### Extract to read:
|---|

= Depletion (accounting) =

Reduction of the quantity of natural resources

Depletion is an accounting and tax concept used most often in the mining, timber, and petroleum industries. It is similar to depreciation in that it is a cost recovery system for accounting and tax reporting: "The depletion deduction" allows an owner or operator to account for the reduction of a product's reserves.

==Types of depletion==
For tax purposes, the two types of depletion are percentage depletion and cost depletion.

For mineral property, the method leading to the largest deduction is generally used. For standing timber, use of the cost depletion method is required.

Depletion, for both accounting purposes and United States tax purposes, is a method of recording the gradual expense or use of natural resources over time. Depletion is the using up of natural resources by mining, quarrying, drilling, or felling.

According to the IRS Newswire, over 50 percent of oil and gas extraction businesses use cost depletion to figure their depletion deduction. Mineral property includes oil and gas wells, mines, and other natural resource deposits (including geothermal deposits). For that purpose, property is each separate interest businesses own in each mineral deposit in each separate tract or parcel of land. Businesses can treat two or more separate interests as one property or as separate properties.
===Percentage depletion===
To figure percentage depletion, a certain percentage, specified for each mineral, is multiplied by gross income from the property during the tax year. The rates to be used and other conditions and qualifications for oil and gas wells are discussed below under Independent Producers and Royalty Owners and under Natural Gas Wells. Rates and other rules for percentage depletion of other specific minerals are found later in Mines and Geothermal Deposits.

|---|

### Apply what you read:
[a] Transcribe the passage of the depletion article that starts at "Depletion, for both" and ends at "drilling, or felling.".
[b] State whether each statement agrees with the depletion article, answering yes or no and quoting the deciding words. (i) Standing timber must be depleted by the cost method. (ii) Percentage depletion applies the mineral's percentage to net income from the property. (iii) Geothermal deposits count as mineral property.
[c] Write the next part of the depletion article, picking up after its final sentence.

|---|

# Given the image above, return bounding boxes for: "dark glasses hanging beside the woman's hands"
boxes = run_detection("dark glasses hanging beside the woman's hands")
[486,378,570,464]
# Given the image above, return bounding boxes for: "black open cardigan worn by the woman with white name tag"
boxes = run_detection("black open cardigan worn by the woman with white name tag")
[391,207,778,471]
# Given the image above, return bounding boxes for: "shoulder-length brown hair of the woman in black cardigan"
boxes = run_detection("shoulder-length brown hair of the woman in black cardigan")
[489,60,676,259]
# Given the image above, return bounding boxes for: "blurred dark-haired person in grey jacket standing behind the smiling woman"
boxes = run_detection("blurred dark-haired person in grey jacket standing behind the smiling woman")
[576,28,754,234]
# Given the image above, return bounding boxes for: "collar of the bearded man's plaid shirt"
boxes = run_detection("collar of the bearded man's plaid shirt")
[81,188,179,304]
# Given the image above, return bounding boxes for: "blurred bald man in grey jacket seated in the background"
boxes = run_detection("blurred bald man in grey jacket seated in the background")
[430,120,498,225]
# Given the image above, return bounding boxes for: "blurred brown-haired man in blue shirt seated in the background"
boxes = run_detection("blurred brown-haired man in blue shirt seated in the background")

|---|

### Responses to the tasks:
[a]
Depletion, for both accounting purposes and United States tax purposes, is a method of recording the gradual expense or use of natural resources over time. Depletion is the using up of natural resources by mining, quarrying, drilling, or felling.

[b]
(i) Yes: "For standing timber, use of the cost depletion method is required."
(ii) No: "is multiplied by gross income from the property during the tax year."
(iii) Yes: "Mineral property includes oil and gas wells, mines, and other natural resource deposits (including geothermal deposits)."

[c]
===Cost depletion===
Cost depletion is an accounting method by which costs of natural resources are allocated to depletion over the period that make up the life of the asset. Cost depletion is computed by estimating the total quantity of mineral or other resources acquired and assigning a proportionate amount of the total resource cost to the quantity extracted in the period. For example, assume Big Texas Oil, Co. had discovered a large reserve of oil and estimates that the oil well will produce 200,000 barrels of oil. If the company invests $100,000 to extract the oil and extracts 10,000 barrels the first year, the depletion deduction is $5,000 ($100,000 X 10,000/200,000).

Cost depletion for tax purposes may be completely different from cost depletion for accounting purposes:

$CD = S/(R+S) \times AB = AB/(R+S) \times S$
CD = Cost Depletion.
S = Units sold in the current year
R = Reserves on hand at the end of the current year
AB = Adjusted basis of the property at the end of the current year

==Accounting==
Adjusted basis is the basis at end of year adjusted for prior years depletion in cost or percentage. It automatically allows for adjustments to the basis during the taxable year.

By using the units remaining at the end of the year, the adjustment allows for revised estimates of the reserves.

Depletion is based upon sales and not production. Units are considered sold in the year the proceeds are taxable under the taxpayer's accounting method.

==Reserves==
Reserves generally include proven developed reserves and "probable" or "prospective" reserves if there is reasonable evidence to have believed that such quantities existed at that time.

==Example==
If producer X has capitalized costs on property A of $40,000, originally consisting of the lease bonus, capitalized exploration costs, and some capitalized carrying costs, and the lease has been producing for several years and during this time, X has claimed $10,000 of allowable depletion. In 2009, X's share of production sold was 40,000 barrels and an engineer's report indicated that 160,000 barrels could be recovered after December 31, 2009.

The calculation of cost depletion for this lease would be as follows:

Cost depletion = S/(R+S) × AB or AB/(R+S) × S
CD = 40,000/(40,000 + 160,000) × ($40,000 − $10,000)
   = 40,000/200,000 × $30,000
   = $6,000

==See also==
- Depreciation
- Amortization (accounting)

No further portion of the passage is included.